TASK DIRECTIONS |
Put the rows from the line with "trace --target magenta" down to the line with "169], [553, 211]]", both included, into a numbered list, leaving out any blank lines.

Stored dataset items:
═══
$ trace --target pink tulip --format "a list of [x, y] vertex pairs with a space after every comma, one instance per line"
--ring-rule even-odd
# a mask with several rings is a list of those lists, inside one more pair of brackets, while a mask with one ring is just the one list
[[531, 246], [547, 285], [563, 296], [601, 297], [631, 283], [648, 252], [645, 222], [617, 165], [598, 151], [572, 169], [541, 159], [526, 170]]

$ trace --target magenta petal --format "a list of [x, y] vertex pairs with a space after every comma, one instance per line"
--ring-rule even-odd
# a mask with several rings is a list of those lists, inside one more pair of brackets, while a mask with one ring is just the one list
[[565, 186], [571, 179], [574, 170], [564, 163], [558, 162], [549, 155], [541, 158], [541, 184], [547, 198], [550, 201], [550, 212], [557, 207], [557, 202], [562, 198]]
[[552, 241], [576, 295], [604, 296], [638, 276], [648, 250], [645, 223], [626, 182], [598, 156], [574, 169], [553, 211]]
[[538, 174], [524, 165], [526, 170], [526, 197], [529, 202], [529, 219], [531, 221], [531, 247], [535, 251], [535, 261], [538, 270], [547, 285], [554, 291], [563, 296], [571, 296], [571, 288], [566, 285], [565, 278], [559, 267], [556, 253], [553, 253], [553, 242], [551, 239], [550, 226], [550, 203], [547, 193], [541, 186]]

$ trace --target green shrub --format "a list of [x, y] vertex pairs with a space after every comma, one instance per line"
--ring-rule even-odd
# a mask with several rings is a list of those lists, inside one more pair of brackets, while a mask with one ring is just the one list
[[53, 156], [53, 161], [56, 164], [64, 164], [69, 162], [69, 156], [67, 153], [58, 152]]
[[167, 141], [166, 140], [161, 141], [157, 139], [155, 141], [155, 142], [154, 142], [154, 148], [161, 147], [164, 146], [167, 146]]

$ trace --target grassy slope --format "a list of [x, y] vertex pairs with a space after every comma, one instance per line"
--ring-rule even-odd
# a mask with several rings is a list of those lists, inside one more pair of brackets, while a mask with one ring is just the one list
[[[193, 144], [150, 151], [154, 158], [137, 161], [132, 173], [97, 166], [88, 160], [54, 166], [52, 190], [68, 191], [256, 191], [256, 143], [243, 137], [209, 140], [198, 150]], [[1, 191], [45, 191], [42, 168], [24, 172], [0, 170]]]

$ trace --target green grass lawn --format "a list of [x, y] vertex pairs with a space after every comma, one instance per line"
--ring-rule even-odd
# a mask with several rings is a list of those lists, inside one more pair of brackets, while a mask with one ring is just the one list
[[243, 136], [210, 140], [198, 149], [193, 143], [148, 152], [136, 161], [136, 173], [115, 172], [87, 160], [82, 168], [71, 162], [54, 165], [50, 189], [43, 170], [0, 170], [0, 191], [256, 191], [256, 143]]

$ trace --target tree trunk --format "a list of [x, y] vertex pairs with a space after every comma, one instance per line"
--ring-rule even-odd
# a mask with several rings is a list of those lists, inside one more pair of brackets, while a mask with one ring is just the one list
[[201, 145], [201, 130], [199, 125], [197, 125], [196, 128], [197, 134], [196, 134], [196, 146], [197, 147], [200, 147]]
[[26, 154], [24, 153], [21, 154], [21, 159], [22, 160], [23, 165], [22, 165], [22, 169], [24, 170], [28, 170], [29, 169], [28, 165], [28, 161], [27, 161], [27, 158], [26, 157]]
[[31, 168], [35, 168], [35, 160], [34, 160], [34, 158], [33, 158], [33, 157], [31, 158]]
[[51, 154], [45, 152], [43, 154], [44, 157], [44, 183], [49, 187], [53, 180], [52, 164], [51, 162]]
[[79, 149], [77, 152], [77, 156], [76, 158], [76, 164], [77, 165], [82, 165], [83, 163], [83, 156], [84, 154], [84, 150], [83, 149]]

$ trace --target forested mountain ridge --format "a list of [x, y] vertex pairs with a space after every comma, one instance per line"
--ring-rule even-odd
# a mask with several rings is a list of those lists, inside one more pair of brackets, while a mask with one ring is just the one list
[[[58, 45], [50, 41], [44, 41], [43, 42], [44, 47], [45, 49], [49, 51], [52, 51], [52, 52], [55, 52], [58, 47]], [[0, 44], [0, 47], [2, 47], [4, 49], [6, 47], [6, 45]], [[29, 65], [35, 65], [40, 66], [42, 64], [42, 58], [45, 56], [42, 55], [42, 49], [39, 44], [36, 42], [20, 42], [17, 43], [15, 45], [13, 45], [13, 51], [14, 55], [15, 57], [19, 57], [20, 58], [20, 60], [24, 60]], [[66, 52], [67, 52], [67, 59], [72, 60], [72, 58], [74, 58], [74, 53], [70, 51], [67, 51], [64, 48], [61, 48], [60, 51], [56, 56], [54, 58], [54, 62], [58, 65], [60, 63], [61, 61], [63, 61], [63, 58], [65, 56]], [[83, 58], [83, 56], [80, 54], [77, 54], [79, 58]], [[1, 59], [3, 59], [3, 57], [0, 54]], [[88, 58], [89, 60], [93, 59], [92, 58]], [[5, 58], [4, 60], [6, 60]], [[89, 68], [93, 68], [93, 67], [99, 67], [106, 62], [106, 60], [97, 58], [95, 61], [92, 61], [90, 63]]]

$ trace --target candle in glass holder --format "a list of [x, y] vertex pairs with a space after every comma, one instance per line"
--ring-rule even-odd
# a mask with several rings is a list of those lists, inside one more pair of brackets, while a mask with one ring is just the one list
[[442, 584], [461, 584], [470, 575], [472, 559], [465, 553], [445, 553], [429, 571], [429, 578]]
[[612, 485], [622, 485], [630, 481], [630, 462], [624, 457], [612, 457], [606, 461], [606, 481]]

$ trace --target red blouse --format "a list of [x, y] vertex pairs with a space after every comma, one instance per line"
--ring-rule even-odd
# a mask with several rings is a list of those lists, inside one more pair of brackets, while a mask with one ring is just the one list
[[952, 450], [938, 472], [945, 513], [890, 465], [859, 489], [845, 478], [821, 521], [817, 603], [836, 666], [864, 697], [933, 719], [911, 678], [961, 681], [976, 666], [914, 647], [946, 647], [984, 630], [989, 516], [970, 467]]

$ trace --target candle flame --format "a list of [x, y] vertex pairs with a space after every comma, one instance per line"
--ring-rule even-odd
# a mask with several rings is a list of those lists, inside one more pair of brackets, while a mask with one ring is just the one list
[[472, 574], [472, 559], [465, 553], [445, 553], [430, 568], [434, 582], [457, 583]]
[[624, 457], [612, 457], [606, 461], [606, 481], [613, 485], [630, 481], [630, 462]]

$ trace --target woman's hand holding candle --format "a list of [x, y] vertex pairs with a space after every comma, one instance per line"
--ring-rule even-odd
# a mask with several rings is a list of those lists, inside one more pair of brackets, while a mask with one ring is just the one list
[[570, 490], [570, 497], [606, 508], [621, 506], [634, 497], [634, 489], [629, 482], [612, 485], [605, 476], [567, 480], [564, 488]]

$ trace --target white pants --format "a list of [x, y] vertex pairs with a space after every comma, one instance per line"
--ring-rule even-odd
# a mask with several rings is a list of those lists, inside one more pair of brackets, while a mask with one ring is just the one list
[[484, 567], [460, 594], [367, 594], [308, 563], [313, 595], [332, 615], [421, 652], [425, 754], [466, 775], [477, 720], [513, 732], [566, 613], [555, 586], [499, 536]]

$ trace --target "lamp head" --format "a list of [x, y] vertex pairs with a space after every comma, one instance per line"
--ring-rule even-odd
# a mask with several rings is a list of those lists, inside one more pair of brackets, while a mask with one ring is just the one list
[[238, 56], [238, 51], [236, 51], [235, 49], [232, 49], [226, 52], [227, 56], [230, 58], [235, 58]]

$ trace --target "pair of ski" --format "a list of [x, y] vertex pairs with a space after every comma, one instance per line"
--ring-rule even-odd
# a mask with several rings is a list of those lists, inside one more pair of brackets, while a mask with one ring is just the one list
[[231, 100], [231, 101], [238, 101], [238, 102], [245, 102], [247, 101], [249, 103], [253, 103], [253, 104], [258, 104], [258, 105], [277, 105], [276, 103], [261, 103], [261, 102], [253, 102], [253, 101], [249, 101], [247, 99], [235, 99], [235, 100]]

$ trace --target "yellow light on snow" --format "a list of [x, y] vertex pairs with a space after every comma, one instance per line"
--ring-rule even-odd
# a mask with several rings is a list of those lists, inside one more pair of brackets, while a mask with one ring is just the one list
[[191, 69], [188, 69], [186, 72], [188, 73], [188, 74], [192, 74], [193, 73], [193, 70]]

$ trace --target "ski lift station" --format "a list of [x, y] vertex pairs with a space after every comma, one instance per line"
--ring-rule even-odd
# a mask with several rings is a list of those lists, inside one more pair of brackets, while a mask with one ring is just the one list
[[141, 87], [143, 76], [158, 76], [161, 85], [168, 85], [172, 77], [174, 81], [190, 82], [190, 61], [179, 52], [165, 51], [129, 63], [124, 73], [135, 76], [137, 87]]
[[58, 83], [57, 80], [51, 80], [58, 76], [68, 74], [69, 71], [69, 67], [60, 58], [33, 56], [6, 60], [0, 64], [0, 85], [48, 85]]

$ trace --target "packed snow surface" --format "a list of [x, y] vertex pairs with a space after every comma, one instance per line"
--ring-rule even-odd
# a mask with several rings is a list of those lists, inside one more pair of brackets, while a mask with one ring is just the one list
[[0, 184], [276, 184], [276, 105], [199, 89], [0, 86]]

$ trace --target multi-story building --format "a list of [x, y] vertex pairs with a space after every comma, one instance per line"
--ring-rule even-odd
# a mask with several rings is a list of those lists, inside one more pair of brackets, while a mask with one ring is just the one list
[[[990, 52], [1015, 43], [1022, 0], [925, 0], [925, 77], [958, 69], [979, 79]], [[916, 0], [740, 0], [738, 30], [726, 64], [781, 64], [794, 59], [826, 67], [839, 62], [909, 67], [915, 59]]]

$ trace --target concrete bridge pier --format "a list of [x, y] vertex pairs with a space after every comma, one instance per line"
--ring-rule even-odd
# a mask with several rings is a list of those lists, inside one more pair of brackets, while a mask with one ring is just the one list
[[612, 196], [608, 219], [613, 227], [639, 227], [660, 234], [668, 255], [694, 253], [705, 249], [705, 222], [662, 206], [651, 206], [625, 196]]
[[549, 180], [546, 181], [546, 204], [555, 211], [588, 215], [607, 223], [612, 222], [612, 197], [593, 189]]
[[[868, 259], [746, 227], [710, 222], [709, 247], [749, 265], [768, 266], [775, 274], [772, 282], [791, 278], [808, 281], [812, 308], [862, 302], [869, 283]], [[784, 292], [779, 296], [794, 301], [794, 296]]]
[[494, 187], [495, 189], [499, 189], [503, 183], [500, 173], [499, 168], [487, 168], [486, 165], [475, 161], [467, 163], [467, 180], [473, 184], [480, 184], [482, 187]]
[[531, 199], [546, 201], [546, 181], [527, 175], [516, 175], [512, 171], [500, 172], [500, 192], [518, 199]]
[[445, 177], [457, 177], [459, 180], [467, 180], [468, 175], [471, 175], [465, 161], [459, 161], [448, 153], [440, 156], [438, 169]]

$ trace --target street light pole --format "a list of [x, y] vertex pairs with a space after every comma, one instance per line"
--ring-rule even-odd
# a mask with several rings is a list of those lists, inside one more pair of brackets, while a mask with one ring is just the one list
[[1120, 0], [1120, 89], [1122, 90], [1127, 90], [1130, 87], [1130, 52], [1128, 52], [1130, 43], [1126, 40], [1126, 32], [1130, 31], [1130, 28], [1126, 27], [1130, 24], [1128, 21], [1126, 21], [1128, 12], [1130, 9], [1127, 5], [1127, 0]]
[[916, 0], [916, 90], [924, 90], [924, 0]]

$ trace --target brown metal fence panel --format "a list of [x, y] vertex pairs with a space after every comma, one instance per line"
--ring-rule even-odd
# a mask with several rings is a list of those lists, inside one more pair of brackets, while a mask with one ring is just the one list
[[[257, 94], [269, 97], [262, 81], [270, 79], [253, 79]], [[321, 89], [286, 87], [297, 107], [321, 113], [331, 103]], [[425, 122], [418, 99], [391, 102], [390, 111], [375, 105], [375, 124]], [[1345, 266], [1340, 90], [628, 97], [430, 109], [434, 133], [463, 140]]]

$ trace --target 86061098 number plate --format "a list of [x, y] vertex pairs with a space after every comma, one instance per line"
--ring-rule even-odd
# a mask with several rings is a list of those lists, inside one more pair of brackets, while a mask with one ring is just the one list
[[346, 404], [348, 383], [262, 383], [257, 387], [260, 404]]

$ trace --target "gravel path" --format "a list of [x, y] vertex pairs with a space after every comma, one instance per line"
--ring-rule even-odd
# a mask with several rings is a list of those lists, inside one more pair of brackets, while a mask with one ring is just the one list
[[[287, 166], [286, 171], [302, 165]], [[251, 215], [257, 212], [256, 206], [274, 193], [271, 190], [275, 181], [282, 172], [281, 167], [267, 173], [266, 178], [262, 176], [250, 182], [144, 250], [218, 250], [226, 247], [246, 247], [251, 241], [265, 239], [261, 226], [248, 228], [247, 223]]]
═══
EXERCISE ANSWER |
1. $ trace --target magenta petal --format "a list of [x, y] vertex pairs with a space after every comma, one instance per line"
2. --ring-rule even-odd
3. # a mask with several rings is a list of those lists, inside one more pair of brackets, while a mask with one ring is just the one list
4. [[565, 186], [571, 179], [574, 170], [564, 163], [558, 162], [549, 155], [541, 158], [541, 184], [547, 198], [550, 201], [550, 212], [557, 207], [557, 202], [562, 198]]
5. [[552, 241], [576, 295], [604, 296], [638, 276], [648, 250], [645, 223], [626, 182], [598, 156], [574, 169], [553, 211]]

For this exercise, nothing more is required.